Uma vez grávida, é fundamental que a mulher inclua no pré-natal as visitas à equipe responsável pela operação. "A cirurgia é o primeiro passo de um tratamento que, às vezes, dura a vida inteira. A gestação deve ser acompanhada por nutricionistas e endocrinologistas", diz Luiz Vicente Berti, presidente da SBCB (Sociedade Brasileira de Cirurgia Bariátrica e Metabólica).

Tipos de cirurgia
De forma simplificada, as cirurgias bariátricas podem ser divididas em três tipos: restritivas, disabsortivas e mistas. Na primeira técnica, que inclui a banda gástrica (colocação de um "anel" na parte de cima do estômago, estreitando a passagem dos alimentos), há uma restrição da quantidade de alimentos que o paciente consegue ingerir. Na segunda, são feitas intervenções, como a extração do duodeno, que diminuem a capacidade de o intestino absorver os alimentos ingeridos. A mista reúne aspectos das duas técnicas.
Segundo a nutricionista Silvia Pereira, pesquisadora da UFRJ (Universidade Federal do Rio de Janeiro), cada método demanda ações diferenciadas. "Na restritiva, deve-se fracionar mais a dieta -a gestante deve comer a cada duas horas."
Isso é importante porque o jejum prolongado pode levar ao uso das reservas de gordura do corpo para o fornecimento de energia, o que leva à criação de substâncias chamadas corpos cetônicos, que podem prejudicar o desenvolvimento dos neurônios do bebê.
Mulheres que fizeram a cirurgia disabsortiva, diz Pereira, sofrem grandes perdas de nutrientes, incluindo proteínas, fundamentais na formação de tecidos do bebê. Por isso, é necessária uma suplementação específica de proteínas, ferro, cálcio e zinco e uma quantidade maior de polivitamínico. Além disso, o cardápio da gestante deve ser rico em carnes e derivados de leite.

### Linhas listadas
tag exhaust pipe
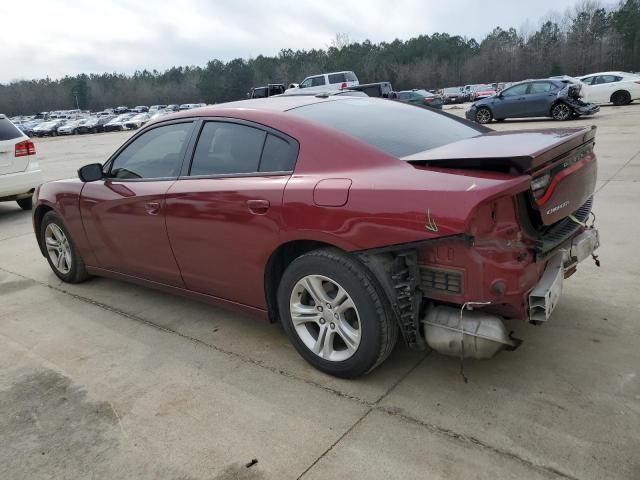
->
[422,304,522,359]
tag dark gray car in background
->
[466,78,600,124]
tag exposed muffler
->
[422,304,522,359]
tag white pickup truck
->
[285,71,360,93]
[0,114,42,210]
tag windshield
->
[289,98,482,157]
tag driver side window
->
[108,122,193,179]
[502,83,529,97]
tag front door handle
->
[144,202,160,215]
[247,200,271,215]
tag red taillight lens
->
[15,140,36,157]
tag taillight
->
[531,173,551,200]
[15,140,36,157]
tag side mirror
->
[78,163,104,182]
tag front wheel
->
[40,212,89,283]
[476,107,493,125]
[278,249,398,378]
[16,197,33,210]
[551,103,573,121]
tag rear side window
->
[190,122,298,176]
[0,117,22,142]
[190,122,266,175]
[289,98,482,157]
[597,75,622,83]
[529,82,554,93]
[260,134,296,172]
[252,87,267,98]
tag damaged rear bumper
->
[529,228,600,324]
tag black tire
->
[16,197,33,210]
[611,90,631,107]
[278,249,398,378]
[551,102,573,122]
[476,107,493,125]
[39,211,90,283]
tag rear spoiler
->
[401,126,596,173]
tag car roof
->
[580,70,634,78]
[166,95,344,118]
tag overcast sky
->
[0,0,592,83]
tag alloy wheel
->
[289,275,362,362]
[44,223,72,275]
[553,103,571,120]
[476,108,491,124]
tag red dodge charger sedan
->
[33,96,599,377]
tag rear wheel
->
[40,211,89,283]
[551,102,573,121]
[611,90,631,106]
[278,249,398,378]
[476,107,493,125]
[16,197,33,210]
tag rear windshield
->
[289,98,482,158]
[0,118,22,142]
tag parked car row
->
[11,103,189,137]
[466,77,600,124]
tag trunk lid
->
[402,127,597,226]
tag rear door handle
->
[144,202,160,215]
[247,200,271,215]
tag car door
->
[489,83,529,118]
[166,120,298,308]
[80,121,194,287]
[526,81,558,117]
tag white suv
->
[0,114,42,210]
[580,72,640,105]
[286,71,360,93]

### O problema
Repita, sem alterar nada, o trecho do texto sobre cirurgia bariátrica e gestação que começa em "Segundo a nutricionista" e segue até "derivados de leite.".

### A resposta
Segundo a nutricionista Silvia Pereira, pesquisadora da UFRJ (Universidade Federal do Rio de Janeiro), cada método demanda ações diferenciadas. "Na restritiva, deve-se fracionar mais a dieta -a gestante deve comer a cada duas horas."
Isso é importante porque o jejum prolongado pode levar ao uso das reservas de gordura do corpo para o fornecimento de energia, o que leva à criação de substâncias chamadas corpos cetônicos, que podem prejudicar o desenvolvimento dos neurônios do bebê.
Mulheres que fizeram a cirurgia disabsortiva, diz Pereira, sofrem grandes perdas de nutrientes, incluindo proteínas, fundamentais na formação de tecidos do bebê. Por isso, é necessária uma suplementação específica de proteínas, ferro, cálcio e zinco e uma quantidade maior de polivitamínico. Além disso, o cardápio da gestante deve ser rico em carnes e derivados de leite.